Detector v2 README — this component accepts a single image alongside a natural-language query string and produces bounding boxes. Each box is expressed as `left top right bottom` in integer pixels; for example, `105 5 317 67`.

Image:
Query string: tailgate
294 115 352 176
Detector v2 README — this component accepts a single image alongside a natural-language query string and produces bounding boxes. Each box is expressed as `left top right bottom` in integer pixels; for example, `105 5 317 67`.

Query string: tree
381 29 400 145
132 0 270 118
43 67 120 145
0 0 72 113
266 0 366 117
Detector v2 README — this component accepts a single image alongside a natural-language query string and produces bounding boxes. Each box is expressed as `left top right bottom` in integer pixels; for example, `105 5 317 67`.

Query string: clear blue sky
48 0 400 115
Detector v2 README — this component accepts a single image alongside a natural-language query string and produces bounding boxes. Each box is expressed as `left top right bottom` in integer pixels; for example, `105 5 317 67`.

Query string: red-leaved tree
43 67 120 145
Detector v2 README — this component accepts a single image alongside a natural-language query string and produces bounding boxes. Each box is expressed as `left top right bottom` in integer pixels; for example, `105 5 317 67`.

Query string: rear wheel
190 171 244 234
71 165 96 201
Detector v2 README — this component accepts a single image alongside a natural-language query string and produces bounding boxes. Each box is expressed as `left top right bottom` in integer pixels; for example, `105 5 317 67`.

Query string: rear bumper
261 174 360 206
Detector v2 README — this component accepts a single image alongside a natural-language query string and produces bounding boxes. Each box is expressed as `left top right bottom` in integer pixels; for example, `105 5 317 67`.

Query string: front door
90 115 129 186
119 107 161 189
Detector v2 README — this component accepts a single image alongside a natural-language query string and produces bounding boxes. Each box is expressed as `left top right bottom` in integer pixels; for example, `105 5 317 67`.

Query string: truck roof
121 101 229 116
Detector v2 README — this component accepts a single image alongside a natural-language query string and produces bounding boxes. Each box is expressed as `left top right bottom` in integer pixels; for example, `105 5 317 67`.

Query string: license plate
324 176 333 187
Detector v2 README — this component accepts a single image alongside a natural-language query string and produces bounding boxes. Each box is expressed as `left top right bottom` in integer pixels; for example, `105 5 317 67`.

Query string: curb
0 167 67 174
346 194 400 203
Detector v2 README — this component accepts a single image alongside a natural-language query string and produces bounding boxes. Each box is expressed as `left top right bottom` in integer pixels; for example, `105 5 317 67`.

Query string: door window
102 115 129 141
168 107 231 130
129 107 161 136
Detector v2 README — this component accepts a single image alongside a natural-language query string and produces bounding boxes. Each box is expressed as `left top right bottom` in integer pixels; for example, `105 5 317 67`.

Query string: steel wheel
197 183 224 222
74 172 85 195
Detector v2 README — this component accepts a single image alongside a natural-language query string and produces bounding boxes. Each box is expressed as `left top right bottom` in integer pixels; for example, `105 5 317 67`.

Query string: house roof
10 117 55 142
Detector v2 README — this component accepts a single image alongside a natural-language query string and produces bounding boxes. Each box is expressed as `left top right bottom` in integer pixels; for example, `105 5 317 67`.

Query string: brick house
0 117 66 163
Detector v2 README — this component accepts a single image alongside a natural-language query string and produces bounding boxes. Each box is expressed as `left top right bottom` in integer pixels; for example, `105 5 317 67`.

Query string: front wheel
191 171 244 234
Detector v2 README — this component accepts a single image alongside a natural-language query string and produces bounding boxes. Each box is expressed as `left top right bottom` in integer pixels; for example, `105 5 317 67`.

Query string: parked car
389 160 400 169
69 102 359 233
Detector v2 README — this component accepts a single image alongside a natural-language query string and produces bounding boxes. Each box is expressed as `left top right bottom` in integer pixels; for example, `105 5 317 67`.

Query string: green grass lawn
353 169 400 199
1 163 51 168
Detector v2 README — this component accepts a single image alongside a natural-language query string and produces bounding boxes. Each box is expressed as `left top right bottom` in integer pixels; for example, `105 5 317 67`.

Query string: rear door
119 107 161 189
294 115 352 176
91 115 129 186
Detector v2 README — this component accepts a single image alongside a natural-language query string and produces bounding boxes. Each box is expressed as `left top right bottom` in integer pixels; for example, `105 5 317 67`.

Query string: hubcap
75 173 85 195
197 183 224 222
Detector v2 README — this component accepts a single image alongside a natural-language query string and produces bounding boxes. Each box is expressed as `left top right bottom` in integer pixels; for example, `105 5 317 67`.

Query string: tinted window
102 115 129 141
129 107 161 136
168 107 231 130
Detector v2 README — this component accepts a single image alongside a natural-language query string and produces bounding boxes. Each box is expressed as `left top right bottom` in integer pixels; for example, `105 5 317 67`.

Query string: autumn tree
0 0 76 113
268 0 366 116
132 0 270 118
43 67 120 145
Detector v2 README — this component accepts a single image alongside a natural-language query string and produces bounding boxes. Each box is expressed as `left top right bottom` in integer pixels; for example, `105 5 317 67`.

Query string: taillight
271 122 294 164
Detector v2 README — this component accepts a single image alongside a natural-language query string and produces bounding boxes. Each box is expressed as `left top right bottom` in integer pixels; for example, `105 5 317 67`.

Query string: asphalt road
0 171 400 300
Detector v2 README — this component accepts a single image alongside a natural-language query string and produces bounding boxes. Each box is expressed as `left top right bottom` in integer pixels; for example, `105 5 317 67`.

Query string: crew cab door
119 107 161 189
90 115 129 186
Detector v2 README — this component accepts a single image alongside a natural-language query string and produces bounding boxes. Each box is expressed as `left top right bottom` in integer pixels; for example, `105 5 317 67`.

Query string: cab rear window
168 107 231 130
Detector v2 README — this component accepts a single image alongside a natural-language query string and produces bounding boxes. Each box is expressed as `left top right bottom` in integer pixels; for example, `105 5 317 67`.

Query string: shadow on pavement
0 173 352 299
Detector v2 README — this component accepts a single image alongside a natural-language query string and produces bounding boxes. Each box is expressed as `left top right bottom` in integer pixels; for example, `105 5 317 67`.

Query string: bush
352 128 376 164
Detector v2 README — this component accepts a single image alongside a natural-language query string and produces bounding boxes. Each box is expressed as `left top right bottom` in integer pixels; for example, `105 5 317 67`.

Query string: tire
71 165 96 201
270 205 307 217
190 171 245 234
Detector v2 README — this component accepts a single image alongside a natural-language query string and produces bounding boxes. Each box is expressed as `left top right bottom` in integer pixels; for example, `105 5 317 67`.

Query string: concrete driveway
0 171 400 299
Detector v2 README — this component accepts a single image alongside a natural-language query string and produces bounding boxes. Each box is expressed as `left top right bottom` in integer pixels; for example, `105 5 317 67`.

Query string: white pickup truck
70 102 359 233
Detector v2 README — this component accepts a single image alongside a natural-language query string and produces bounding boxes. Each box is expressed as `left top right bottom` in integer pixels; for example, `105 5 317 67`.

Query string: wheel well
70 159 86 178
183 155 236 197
* * * * *
Render every line of the records above as a numbered list, omitting the blank lines.

1. Detector v2 README — this component accepts a single image alongside a natural-language query string and produces bounding boxes. Each box is expressed as `left top right bottom` in integer pixels; for example, `105 5 317 67`.
2. Image:
3. Query string: tailgate
4. 294 115 352 176
5. Detector v2 README — this component accepts a single image alongside a natural-language query string and produces bounding boxes. Each box is expressed as `left top right bottom` in integer pixels; for example, `105 5 317 67`.
6. Query string: tree
7. 381 29 400 145
8. 132 0 270 118
9. 43 67 120 145
10. 0 0 72 113
11. 266 0 366 117
12. Detector v2 README — this component accepts a single image alongside a natural-language query string and produces bounding boxes. Each box is expressed as `left top right bottom` in integer pixels; for example, `105 5 317 67`.
13. Query string: clear blue sky
14. 48 0 400 115
15. Detector v2 README — this component accepts a single image alongside a natural-language query string and produces bounding boxes. Each box is expressed as `left top right bottom` in integer pixels; for example, `105 5 317 67`.
16. Query string: red-leaved tree
17. 43 67 120 145
18. Detector v2 README — this component accepts a single image alongside a natural-language query string and produces bounding boxes. Each box is expressed as `left top right bottom` in integer pixels; for example, `105 5 317 67`.
19. Query string: rear wheel
20. 190 171 244 234
21. 71 165 96 201
22. Detector v2 README — this component accepts a single image alongside a natural-language query string and produces bounding boxes. Each box is expressed as `left top right bottom` in integer pixels; for example, `105 5 317 67`.
23. Query string: rear bumper
24. 261 174 360 206
25. Detector v2 README — this component accepts a single image alongside a natural-language query string and produces bounding boxes. Each box is expressed as `left top right bottom` in integer pixels; for example, `105 5 317 67`.
26. Query string: front door
27. 90 115 129 186
28. 119 107 161 189
29. Detector v2 README — this component accepts a single image alongside a natural-language query string and produces bounding boxes. Each box is expressed as `left top right bottom` in integer pixels; for example, `105 5 317 67`.
30. Query string: truck roof
31. 121 101 229 116
32. Detector v2 README — this component accepts a single image alongside a natural-language query string and produces bounding boxes. Each box is expressed as `left top right bottom` in integer pixels; for example, `105 5 317 67`.
33. Query string: license plate
34. 324 176 333 187
35. Detector v2 README — this component accepts a single image alongside a natural-language query string and produces bounding boxes. Each box is expressed as `left top right bottom` in integer pixels; for example, `105 5 317 67`.
36. Query string: curb
37. 0 167 67 174
38. 346 194 400 203
39. Detector v2 README — this component accepts a single image alongside a natural-language query string and produces bounding boxes. Each box is expressed as `left top right bottom` in integer pixels; for example, `105 5 317 67`.
40. Query string: door window
41. 102 115 129 141
42. 168 107 231 130
43. 129 107 161 136
44. Detector v2 README — this component accepts a single image alongside a natural-language query string and produces bounding boxes. Each box is expressed as `left top right bottom` in integer pixels; for example, `105 5 317 67`.
45. Query string: steel wheel
46. 197 183 224 222
47. 74 172 85 195
48. Detector v2 README — this component accepts a single image alongside a natural-language query string and produces bounding boxes. Each box is expressed as `left top right bottom` in integer pixels; for example, `105 5 317 67`.
49. Query string: house roof
50. 10 117 55 142
51. Detector v2 README — this component accepts a single image alongside a natural-language query string and produces bounding boxes. Each box is expressed as `left top right bottom` in integer pixels; for example, `105 5 317 67`.
52. Query string: brick house
53. 0 117 66 163
54. Detector v2 README — this component accepts a single image alongside a natural-language query string and produces bounding boxes. Each box is expressed as `left top right bottom` in integer pixels; for example, `105 5 317 67`.
55. Query string: front wheel
56. 191 171 244 234
57. Detector v2 README — this component accepts a single image alongside a natural-language query string and produces bounding boxes. Each box is expressed as `left top right bottom` in integer pixels; for example, `105 5 317 67`.
58. Query string: parked car
59. 389 160 400 169
60. 69 102 359 233
61. Detector v2 README — this component accepts a single image alongside a natural-language query string and produces bounding boxes. Each box is expressed as `left top right bottom` in integer pixels; for example, `105 5 317 67`.
62. Query string: green grass lawn
63. 353 169 400 199
64. 1 163 51 168
65. Detector v2 README — this component accepts a single image alongside a natural-language query string and produces bounding boxes. Each box is expressed as `left top right bottom` in integer pixels; for example, `105 5 317 67`.
66. Query string: rear door
67. 119 107 161 189
68. 294 115 352 176
69. 91 115 129 186
70. Detector v2 README — this component accepts a single image alongside a natural-language query string and produces bounding boxes. Each box is expressed as `left top right bottom` in integer pixels; for example, `105 5 317 67`.
71. Query string: hubcap
72. 75 173 85 195
73. 197 183 224 222
74. Detector v2 README — this component accepts a single image alongside a natural-language query string and produces bounding boxes. Each box is expressed as `left top right bottom` in integer pixels; for example, `105 5 317 67`.
75. Query string: tinted window
76. 102 115 129 141
77. 129 107 161 136
78. 168 107 231 130
79. Detector v2 README — this component accepts a single image alongside a natural-language query string and produces bounding boxes. Each box is expressed as `left top right bottom` in integer pixels; for example, `105 5 317 67`.
80. Query string: autumn tree
81. 0 0 76 113
82. 268 0 366 116
83. 132 0 270 118
84. 43 67 120 145
85. Detector v2 README — this component accepts a single image alongside a natural-language query string and produces bounding boxes. Each box is expressed as `left top right bottom` in integer pixels; for example, `105 5 317 67`.
86. Query string: taillight
87. 271 122 294 164
88. Detector v2 README — this component accepts a single image alongside a natural-language query string and produces bounding boxes. Each box is expressed as `left top right bottom` in integer pixels; for example, `105 5 317 67`.
89. Query string: asphalt road
90. 0 171 400 300
91. Detector v2 README — this component accepts a single image alongside a natural-language query string and produces bounding boxes. Each box is expressed as `left top right bottom` in integer pixels; for example, `105 5 317 67`.
92. Query string: crew cab door
93. 119 107 161 189
94. 90 115 129 186
95. Detector v2 README — this component accepts a single image alongside a natural-language query string and produces bounding boxes. Each box is expressed as `left top right bottom` in integer pixels; for example, `105 5 317 67`.
96. Query string: cab rear window
97. 168 107 231 130
98. Detector v2 README — this component accepts a single image alongside a natural-language query string and produces bounding boxes. Each box is expressed as `left top right bottom` in integer pixels; for example, `105 5 317 67`.
99. Query string: shadow on pavement
100. 0 173 352 299
101. Detector v2 README — this component accepts a single image alongside a natural-language query string and produces bounding boxes. Each box is expressed as `left top right bottom` in integer pixels; for example, `105 5 317 67`.
102. Query string: bush
103. 352 128 376 164
104. Detector v2 README — this component accepts a single image alongside a natural-language query string and produces bounding boxes. Each box is expressed as `left top right bottom` in integer pixels; for example, `105 5 317 67`.
105. Query string: tire
106. 71 165 96 201
107. 270 205 307 217
108. 190 171 245 234
109. Detector v2 README — this component accepts a single image alongside a natural-language query string and produces bounding boxes. Each box is expressed as `left top right bottom` in integer pixels; for example, `105 5 317 67`.
110. Query string: concrete driveway
111. 0 171 400 299
112. Detector v2 README — this component accepts a single image alongside a natural-language query string and produces bounding boxes. Each box is expressed as `left top right bottom` in integer pixels; for example, `105 5 317 67`.
113. Query string: white pickup truck
114. 70 102 359 233
115. Detector v2 README — this component accepts a single image alongside a natural-language query string and produces bounding boxes. Each box is expressed as `left top right bottom` in integer pixels; for example, `105 5 317 67`.
116. Query string: wheel well
117. 70 159 86 178
118. 183 155 236 197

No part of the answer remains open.